▶ SOURCE PASSAGE
..........

The success of Dis-loyalty isn’t measured by signups alone. True to Ennismore’s ethos of pushing limits, Luger is tracking whether the program is actually changing behavior: Are members trying new brands? Are they booking openings that might otherwise take months to build momentum? Are they using perks across restaurants and bars even when they’re not staying overnight?

Breaking the Brand Building Mold

“If I could kill anything, it would be brand standards,” Luger tells Forbes, “because everything becomes the same.” So, rather than relying, as so many do, on thick brand bibles or centralized rulebooks, Ennismore operates on lean definitions: each brand boiled down to just two words. As examples, Delano is “sophisticated and enchanting,” Mama Shelter is “sassy and flamboyant” and The Hoxton is “homey and layered.”

“You have to give people enough to understand what you are but not be too dogmatic,” she explains. “It’s going to go wrong sometimes but the 10% that goes wrong is worth the 90% that goes right.”

Another of Luger’s most unconventional moves has been reinventing how a portfolio of hospitality brands is organized and activated. Rather than the category’s traditional price segmentation, with “budget” on one end of the continuum and “luxury” on the other, Luger and her team are driving guest acquisition and retention with a narrative-based approach that appeals to different psychographic mindsets and not different demographic need states.

“Don’t think of us as transactional brands,” Luger explains. “Think of us as brands that have meaning,” an approach evident in what Luger calls Ennismore’s “neighborhood” brands, including The Hoxton, Mama Shelter, and 25hours. Deliberately designed not just as destinations for travelers, this approach positions the company’s hotels as vibrant local hubs that embed themselves into the daily rhythms of their communities.

“We’re talking about connecting with local communities; we’re talking about championing up-and-coming talent,” Luger explains. In practice, that might mean curating pop-up markets with local artists, working with grassroots music collectives, or turning lobbies into event spaces for neighborhood gatherings. It also means designing F&B concepts that feel more like beloved local cafés and bars than hotel amenities—places where the community would go even if they weren’t staying the night.

Other brands in the portfolio take a different but equally intentional path. Mondrian, for example, is positioned not as a neighborhood brand but as a cultural icon, collaborating with global tastemakers and leaning into a more design-forward, cosmopolitan identity. The goal isn’t uniformity but contrast. “We’ll say, OK, these four are in the neighborhood segment. We need to make these four feel really different—even if they offer a similar type of experience.”

Luger’s quite different segmentation strategy isn’t just a branding exercise—it’s a tool that guides partnerships, market entry, and even which new brands join the portfolio. “It helps us look at where we need new brands and where we have strength,” she says. It’s also what enables Ennismore to scale without sacrificing individuality—building a portfolio of distinct but connected brands that aren’t bound by convention but are united by intent.

Building a Culture Without a Playbook

For Luger, marketing with an entrepreneurial mindset is also evident in how her teams are built and how decisions are made. Among other things, this means hiring for mindset over résumé. “We hire for attitude over experience,” she says. “Everything we’re doing is new—there is no playbook.”

Rather than rely on established processes, she encourages her team to build as they go—experimenting, refining, and evolving in real time. Driving this type of change and disruption demands a flexible, fast-moving, and profoundly collaborative culture, not a traditionally hierarchical one. “People feel empowered to have a voice,” she says. “It is quite a flat culture in that respect.”

Growth Without Compromise

Luger credits the company’s ability to “scale-with-soul” to a conscious rejection of rigidity and category expectations.

With 20 new hotels and 35+ restaurants planned for 2025, Luger is leading growth without losing sight of what makes the company different. “We are true to what we say we are,” she says. “It doesn’t mean it’s easy—it’s terrifying at times. But it keeps you inspired.”

..........

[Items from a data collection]
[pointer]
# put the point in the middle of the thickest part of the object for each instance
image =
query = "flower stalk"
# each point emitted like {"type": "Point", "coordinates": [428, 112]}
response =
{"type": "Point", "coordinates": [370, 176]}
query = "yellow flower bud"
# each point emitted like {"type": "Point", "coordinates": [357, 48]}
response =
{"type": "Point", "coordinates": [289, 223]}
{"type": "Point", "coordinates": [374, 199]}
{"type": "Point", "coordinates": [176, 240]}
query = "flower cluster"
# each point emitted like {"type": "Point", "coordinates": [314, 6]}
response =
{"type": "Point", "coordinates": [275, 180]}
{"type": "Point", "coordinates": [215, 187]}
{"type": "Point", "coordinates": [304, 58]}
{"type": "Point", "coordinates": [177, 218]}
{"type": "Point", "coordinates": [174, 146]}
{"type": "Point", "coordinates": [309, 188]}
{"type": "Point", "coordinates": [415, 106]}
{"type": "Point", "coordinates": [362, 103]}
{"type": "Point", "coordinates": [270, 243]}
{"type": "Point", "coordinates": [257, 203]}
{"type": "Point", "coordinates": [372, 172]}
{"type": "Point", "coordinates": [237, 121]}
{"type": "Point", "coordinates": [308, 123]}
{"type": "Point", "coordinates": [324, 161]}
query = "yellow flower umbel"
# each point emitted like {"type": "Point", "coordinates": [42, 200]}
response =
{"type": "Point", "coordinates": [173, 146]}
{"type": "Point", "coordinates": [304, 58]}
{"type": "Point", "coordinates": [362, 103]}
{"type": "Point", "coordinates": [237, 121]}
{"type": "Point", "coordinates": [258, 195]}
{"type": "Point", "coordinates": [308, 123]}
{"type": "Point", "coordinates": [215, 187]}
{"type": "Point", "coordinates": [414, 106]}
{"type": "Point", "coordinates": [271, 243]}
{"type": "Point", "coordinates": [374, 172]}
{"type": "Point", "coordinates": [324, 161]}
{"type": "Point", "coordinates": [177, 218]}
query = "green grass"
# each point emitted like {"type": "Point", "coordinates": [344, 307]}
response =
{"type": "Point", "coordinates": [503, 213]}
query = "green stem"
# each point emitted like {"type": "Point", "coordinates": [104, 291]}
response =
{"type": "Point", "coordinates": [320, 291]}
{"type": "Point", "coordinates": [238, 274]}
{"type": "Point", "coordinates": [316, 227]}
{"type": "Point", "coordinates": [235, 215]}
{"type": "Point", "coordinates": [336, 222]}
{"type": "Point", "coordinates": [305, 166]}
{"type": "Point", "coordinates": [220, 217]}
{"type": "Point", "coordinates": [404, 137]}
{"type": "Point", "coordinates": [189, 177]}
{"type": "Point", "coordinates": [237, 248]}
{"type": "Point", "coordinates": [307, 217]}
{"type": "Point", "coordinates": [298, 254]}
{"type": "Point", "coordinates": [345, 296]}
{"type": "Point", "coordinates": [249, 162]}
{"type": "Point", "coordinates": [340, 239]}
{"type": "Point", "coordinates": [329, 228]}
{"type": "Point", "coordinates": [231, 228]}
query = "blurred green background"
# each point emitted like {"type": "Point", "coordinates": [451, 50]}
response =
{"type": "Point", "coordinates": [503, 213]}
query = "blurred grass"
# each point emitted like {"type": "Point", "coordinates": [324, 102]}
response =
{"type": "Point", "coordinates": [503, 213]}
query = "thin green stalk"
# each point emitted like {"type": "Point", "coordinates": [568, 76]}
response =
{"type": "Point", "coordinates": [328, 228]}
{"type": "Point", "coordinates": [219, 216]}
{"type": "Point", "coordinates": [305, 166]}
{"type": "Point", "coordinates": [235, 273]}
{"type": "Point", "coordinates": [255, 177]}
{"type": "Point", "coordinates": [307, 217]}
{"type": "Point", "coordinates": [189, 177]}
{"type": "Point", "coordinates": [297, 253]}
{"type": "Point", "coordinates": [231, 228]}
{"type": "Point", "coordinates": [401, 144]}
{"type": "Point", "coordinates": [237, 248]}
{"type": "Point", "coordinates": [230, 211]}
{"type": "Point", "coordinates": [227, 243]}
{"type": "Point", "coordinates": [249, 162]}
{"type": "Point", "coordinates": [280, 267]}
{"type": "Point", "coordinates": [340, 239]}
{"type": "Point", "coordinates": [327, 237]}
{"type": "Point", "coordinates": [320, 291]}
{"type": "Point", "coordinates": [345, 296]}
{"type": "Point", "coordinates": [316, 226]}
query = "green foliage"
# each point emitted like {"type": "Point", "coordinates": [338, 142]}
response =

..........

In the passage on Ennismore's brand strategy, transcribe the text from "Luger’s quite different" to "united by intent.".

▶ REPLY
Luger’s quite different segmentation strategy isn’t just a branding exercise—it’s a tool that guides partnerships, market entry, and even which new brands join the portfolio. “It helps us look at where we need new brands and where we have strength,” she says. It’s also what enables Ennismore to scale without sacrificing individuality—building a portfolio of distinct but connected brands that aren’t bound by convention but are united by intent.